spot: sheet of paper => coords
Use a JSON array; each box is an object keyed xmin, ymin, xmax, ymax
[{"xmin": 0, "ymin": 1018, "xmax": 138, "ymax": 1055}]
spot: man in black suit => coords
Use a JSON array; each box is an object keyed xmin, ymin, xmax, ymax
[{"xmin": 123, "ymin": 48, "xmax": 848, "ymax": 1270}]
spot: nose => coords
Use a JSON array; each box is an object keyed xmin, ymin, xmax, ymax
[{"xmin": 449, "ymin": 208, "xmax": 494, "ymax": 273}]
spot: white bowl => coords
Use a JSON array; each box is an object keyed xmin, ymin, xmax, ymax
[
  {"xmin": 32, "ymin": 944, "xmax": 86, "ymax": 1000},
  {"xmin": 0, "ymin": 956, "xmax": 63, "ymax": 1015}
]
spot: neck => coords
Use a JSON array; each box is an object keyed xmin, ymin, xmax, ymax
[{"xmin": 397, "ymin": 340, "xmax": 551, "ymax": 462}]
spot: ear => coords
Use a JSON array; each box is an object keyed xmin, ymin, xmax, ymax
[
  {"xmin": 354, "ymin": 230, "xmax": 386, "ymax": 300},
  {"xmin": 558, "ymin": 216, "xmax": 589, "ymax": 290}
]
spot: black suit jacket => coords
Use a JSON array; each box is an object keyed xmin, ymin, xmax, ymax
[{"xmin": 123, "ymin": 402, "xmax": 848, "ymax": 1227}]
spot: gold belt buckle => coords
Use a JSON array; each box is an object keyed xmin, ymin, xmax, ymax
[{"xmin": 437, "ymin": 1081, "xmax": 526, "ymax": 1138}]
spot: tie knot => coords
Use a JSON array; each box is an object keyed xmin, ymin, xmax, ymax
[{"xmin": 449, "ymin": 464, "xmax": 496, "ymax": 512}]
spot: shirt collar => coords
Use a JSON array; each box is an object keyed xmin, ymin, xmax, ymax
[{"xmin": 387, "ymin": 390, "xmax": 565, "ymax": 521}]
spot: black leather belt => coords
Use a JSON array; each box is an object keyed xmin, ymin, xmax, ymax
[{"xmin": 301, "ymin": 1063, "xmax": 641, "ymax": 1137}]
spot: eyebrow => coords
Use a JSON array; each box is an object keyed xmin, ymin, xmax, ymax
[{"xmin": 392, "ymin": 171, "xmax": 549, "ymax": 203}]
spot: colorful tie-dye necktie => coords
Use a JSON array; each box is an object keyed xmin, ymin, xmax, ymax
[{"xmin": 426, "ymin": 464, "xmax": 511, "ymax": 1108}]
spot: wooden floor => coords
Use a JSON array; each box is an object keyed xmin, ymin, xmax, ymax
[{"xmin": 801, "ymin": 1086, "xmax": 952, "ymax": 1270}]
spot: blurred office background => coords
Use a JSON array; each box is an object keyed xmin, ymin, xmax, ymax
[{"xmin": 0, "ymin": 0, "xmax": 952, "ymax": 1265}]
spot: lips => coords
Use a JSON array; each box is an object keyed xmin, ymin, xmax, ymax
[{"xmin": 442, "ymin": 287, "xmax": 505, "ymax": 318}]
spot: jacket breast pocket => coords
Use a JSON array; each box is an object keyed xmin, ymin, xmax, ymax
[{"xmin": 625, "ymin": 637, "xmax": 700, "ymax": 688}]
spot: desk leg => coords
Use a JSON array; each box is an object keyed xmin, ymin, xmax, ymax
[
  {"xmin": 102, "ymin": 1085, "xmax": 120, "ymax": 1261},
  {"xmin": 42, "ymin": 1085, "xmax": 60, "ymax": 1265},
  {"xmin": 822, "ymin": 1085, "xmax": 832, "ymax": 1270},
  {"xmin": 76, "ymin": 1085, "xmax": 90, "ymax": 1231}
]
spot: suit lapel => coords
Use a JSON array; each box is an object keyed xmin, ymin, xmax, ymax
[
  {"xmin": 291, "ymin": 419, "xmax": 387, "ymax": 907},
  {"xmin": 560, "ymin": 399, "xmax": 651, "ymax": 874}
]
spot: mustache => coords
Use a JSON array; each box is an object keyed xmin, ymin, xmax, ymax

- _TASK INSTRUCTIONS_
Find each line in the listing above that contains the word "belt" and copy those lines in full.

- _ANSWER TO THIS PROBLEM_
spot: gold belt buckle => coords
spot: black leather belt => coords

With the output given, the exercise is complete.